ONDE ESTÃO AS OPORTUNIDADES?
Há empresas de previdência como a Ciclic, fundada no final de 2017, que encontra uma boa demanda dentro desse mercado – já estruturado e com definições claras de como atuar. Além disso, com o já projetado aumento do número de idosos e diminuição de nascidos, não falta público consumidor. A empresa mostra que diferenciais como trazer um plano complementar para a realização de sonhos a curto prazo – viagens ou festas de casamento, por exemplo-, podem ajudar a se destacar no segmento.
Bulia ressalta que há demandas claras e com grande potencial, com oportunidades não apenas de novos canais nos quais essas populações possam se expressar, mas com produtos e serviços que permitam o diálogo e supram necessidades específicas, incluindo no plano de negócios uma estratégia de comunicação aderente à realidade. E para entender o que seu público precisa, nada melhor do que sentir o que ele sente. Nesse contexto, vale lembrar que os empreendimentos ainda são restritos quanto à contratação dos colaboradores, sem julgar gênero ou cor.
Uma pesquisa de 2016 do Instituto Ethos com o Banco Interamericano de Desenvolvimento (BID), mostrou que, entre as 500 maiores empresas do País, mulheres ocupavam somente 13,6% dos altos cargos, enquanto apenas 6,3% dos gerentes e 4,7% dos executivos eram negros. Quando o comportamento humano é tomado como protagonista de um negócio, todos os benefícios florescem. A recomendação e a recompra talvez sejam os melhores indicadores de um novo negócio focado 100% em necessidades”, completa Edmar Bulla, destacando que 72% dos participantes de sua pesquisa não acreditam na autenticidade das marcas quando falam sobre o tema.
COMO EU ME PREPARO?
Em 2017, a campanha “Viajar Quebra Preconceitos”, de uma marca de carros, tentava romper com estereótipos, mas acabou reforçando preconceitos como “baianos são lentos. Outra ação, que utilizava o papel higiênico na cor preta enrolado ao corpo de uma atriz branca, usou a expressão “Black is Beautiful” – frase do movimento cultural afro-americano da década de 1960, o que fez parecer uma apropriação indevida. “Lugar de discurso é aquele em que você tem experiência, vivenciou contextualizações que fazem com que tenha propriedade no discurso. Sou psicólogo de pessoas em situação de rua. Não sou viciado em drogas, mas tenho contato aprofundado com as pessoas que vivem essa realidade, então sei quais são os efeitos e prejuízos. O maior desafio é se apropriar de um discurso que, além de não ser o seu, você não teve contato. “Texto sem contexto, é pretexto”, explica o psicólogo e músico Lucas Adon.
Ele completa que uma marca precisa estar atenta ao tomar para si coisas destoantes do público a que ela atende ou à própria história da empresa, seja na hora de escolher uma causa para abraçar ou na maneira de comunicar o produto.

#### DADOS FORNECIDOS:

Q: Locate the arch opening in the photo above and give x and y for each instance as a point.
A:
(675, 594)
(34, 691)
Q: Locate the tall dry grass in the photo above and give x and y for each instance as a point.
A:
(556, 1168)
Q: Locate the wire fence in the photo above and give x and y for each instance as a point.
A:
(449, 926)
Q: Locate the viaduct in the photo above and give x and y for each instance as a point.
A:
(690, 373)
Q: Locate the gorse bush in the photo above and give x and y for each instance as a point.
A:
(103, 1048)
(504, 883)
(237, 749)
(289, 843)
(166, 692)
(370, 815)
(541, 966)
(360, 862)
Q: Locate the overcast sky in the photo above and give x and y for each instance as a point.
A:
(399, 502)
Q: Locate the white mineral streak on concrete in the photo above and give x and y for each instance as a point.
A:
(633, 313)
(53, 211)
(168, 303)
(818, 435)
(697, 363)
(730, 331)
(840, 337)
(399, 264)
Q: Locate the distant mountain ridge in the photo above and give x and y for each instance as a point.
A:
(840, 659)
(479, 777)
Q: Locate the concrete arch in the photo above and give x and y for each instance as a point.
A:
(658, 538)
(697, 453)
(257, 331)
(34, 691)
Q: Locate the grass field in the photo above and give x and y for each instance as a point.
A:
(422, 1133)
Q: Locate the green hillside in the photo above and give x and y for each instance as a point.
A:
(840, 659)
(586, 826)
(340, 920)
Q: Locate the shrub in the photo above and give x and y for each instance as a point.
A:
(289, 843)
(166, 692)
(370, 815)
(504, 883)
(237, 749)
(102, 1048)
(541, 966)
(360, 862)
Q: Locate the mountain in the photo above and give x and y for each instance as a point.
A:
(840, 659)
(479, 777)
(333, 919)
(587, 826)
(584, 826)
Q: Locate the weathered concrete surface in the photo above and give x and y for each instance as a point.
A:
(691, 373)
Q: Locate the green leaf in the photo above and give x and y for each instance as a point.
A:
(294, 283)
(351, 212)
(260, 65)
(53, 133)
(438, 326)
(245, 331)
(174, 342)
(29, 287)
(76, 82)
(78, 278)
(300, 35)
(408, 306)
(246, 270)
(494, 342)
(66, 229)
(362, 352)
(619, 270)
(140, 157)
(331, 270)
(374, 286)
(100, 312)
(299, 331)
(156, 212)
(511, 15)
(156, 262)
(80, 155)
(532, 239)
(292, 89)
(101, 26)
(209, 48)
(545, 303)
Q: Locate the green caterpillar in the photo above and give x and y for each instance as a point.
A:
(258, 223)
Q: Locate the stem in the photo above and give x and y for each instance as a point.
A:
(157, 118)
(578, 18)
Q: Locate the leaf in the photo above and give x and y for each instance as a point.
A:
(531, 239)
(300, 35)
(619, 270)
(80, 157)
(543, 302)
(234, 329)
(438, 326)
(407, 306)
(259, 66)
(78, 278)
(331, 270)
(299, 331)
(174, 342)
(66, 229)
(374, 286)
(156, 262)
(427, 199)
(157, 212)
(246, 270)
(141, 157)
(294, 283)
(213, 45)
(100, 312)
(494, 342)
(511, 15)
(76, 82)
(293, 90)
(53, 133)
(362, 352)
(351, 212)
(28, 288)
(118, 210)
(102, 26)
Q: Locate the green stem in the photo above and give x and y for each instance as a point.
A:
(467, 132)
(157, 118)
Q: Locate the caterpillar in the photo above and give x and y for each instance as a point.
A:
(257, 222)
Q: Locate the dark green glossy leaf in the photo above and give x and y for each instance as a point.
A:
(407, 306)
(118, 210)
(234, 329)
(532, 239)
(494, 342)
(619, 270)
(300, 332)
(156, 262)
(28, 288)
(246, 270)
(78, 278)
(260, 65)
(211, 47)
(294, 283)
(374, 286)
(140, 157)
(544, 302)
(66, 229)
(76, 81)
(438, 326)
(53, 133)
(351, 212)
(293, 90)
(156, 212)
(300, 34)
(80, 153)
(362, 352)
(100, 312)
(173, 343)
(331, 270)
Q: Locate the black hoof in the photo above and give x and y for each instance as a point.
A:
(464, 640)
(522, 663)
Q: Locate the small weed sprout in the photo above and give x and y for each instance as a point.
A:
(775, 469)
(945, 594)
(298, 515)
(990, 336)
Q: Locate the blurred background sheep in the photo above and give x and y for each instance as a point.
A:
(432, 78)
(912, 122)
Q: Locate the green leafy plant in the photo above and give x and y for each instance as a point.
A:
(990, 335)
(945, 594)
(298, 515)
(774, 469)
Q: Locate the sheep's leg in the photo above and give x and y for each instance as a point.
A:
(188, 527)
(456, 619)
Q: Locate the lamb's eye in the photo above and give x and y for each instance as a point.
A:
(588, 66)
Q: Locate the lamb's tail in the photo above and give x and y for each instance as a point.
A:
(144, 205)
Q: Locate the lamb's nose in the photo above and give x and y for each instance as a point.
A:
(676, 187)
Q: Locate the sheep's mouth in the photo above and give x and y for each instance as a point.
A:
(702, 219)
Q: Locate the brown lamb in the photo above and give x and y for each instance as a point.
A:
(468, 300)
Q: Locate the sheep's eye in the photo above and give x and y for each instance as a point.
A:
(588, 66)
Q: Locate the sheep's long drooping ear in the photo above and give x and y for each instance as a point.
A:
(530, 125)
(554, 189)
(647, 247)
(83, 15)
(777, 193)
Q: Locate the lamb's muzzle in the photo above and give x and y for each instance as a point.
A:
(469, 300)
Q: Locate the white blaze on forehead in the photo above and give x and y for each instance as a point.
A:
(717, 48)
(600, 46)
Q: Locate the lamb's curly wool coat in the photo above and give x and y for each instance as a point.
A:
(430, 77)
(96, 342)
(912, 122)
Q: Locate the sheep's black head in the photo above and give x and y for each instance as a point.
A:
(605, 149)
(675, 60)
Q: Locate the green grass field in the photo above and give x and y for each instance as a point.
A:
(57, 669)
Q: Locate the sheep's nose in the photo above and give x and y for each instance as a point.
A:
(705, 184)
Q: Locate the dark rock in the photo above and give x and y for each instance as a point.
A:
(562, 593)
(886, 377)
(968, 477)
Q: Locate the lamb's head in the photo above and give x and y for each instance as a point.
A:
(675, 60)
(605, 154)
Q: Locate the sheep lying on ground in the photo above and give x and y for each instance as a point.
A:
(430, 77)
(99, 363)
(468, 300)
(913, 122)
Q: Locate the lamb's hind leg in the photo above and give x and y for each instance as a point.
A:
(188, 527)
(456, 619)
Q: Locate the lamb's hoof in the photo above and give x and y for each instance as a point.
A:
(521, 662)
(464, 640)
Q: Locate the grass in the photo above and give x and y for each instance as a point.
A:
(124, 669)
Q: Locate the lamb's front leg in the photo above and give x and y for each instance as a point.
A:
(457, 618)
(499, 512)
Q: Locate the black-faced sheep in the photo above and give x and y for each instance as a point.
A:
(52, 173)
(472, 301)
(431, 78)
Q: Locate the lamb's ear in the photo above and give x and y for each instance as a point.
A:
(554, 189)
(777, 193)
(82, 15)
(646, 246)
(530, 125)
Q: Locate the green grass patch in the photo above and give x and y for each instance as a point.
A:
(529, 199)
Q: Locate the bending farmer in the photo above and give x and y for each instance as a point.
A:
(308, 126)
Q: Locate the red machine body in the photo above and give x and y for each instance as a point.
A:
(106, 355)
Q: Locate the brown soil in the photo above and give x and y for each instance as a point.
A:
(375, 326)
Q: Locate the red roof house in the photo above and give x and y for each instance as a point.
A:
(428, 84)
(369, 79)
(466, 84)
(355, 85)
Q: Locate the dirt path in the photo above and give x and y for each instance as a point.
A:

#### INSTRUÇÕES DO EXERCÍCIO:
1. No texto sobre marcas e diversidade, que parcela dos altos cargos das 500 maiores empresas do País era ocupada por mulheres, segundo a pesquisa de 2016?
2. Dê sequência ao texto sobre marcas e diversidade, começando logo depois da última frase dele.
As linhas são um material à parte, separado do texto.

#### RESPOSTAS:
1. Somente 13,6% dos altos cargos.

2.
O Lady Driver é um exemplo de quem fez certo. O aplicativo que serve como um Uber apenas com motoristas e passageiras mulheres, completou um ano com 18 mil motoristas cadastradas e 210 mil downloads em São Paulo, Guarulhos e Rio de Janeiro. “Sofri assédio e foi muito mim. Então, iniciei o projeto em 2016. Fiquei quase um ano entre desenvolver o aplicativo e conseguir a legalização da empresa na prefeitura. Começamos com 1.800 motoristas. Hoje, o número de corridas aumentou, cerca de 100%, de um mês para o outro conta a empresária Gabryella Correa.
Sabendo ainda que as mulheres que dirigem Uber ganham 7% a menos que os homens, segundo pesquisa da Universidade de Stanford, ela faz questão de promover incentivos que paguem melhor a elas. “Não adianta as empresas passarem uma imagem (com discursos, propagandas) e serem totalmente diferentes na prática”, acrescenta.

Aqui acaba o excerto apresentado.